— Begin EXCERPT —
Monday, May. 19, 1947
"Is It I?"
Some time this month, the man who played Christ will be tried by a denazification court. But whether or not he is cleared, the little Bavarian town of Oberammergau (pop. 3,944) will probably need a new Jesus. By 1950, greying Alois Lang will be 59 and too old for his Passion Play ordeal of carrying a 100-lb. cross and hanging from it in make-believe crucifixion for 22 muscle-tearing minutes.
Though its next curtain call is still three years off, Oberammergau is already wondering who will step into the cast to fill the many gaps left by Hitler, war, hard times and old age. St. Peter, St. John and St. Joseph are all due to come before the denazifying Spruchkammer at Garmisch-Partenkirchen within the next few weeks. Bearded, cherubic Hubert (St. Peter) Mayr, who runs the village creamery, joined the party in 1937, and now says: "Why not? It cost me one mark, 50 pfennig--which I could afford. If I didn't join, they'd have said a non-Nazi doesn't deserve to have that nice creamery, and it would have cost me plenty."
— End EXCERPT —
> [EXERCISE DETAILS]
Output the part of the Oberammergau article that begins at "Some time this" and stops after "22 muscle-tearing minutes.", reproducing it word for word.
— Begin DATA SUPPLIED —
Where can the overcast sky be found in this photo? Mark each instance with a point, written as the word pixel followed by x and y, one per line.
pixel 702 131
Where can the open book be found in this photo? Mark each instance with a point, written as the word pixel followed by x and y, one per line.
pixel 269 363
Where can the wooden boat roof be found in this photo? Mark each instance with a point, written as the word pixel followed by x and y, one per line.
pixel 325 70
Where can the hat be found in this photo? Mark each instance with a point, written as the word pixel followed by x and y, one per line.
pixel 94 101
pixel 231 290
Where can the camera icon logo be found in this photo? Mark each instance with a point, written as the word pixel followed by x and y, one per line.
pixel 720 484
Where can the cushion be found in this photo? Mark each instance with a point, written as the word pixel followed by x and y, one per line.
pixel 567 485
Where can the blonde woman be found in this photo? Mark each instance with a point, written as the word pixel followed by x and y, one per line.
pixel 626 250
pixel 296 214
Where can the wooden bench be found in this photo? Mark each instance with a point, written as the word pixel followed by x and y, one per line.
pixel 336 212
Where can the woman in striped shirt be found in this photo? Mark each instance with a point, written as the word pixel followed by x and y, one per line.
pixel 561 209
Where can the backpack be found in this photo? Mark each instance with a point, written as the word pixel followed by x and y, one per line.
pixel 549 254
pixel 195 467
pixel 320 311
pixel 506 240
— End DATA SUPPLIED —
— Begin DATA SUPPLIED —
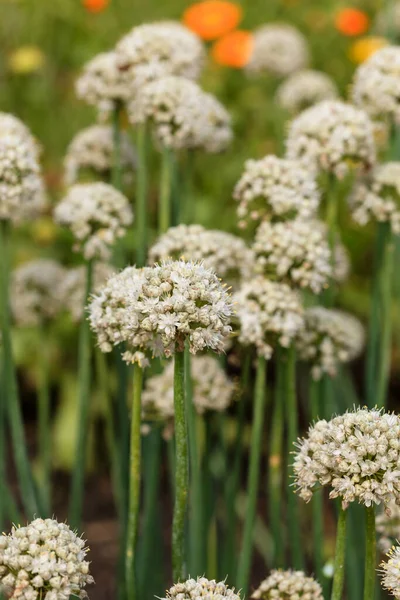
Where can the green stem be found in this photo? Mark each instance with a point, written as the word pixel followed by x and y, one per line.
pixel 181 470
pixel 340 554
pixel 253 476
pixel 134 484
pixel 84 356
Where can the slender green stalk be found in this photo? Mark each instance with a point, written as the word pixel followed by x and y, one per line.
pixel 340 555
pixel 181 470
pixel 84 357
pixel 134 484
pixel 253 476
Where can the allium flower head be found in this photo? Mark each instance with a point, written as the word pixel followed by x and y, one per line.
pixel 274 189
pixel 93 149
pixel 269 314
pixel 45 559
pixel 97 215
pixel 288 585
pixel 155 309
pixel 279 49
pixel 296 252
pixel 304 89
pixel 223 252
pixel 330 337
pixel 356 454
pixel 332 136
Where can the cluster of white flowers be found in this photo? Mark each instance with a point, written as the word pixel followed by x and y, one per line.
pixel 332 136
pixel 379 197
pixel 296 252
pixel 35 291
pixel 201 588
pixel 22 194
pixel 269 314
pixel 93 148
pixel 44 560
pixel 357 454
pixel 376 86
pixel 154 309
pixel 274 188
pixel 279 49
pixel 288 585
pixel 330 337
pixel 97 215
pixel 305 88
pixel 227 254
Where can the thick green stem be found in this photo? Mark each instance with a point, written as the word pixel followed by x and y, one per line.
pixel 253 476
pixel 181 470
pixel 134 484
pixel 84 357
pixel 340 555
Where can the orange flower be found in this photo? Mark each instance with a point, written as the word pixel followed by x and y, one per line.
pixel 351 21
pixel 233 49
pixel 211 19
— End DATA SUPPLIED —
— Begin DATA SUPPLIED —
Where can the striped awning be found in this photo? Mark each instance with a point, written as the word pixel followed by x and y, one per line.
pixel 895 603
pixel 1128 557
— End DATA SUPPLIED —
> [ANSWER IN FULL]
Some time this month, the man who played Christ will be tried by a denazification court. But whether or not he is cleared, the little Bavarian town of Oberammergau (pop. 3,944) will probably need a new Jesus. By 1950, greying Alois Lang will be 59 and too old for his Passion Play ordeal of carrying a 100-lb. cross and hanging from it in make-believe crucifixion for 22 muscle-tearing minutes.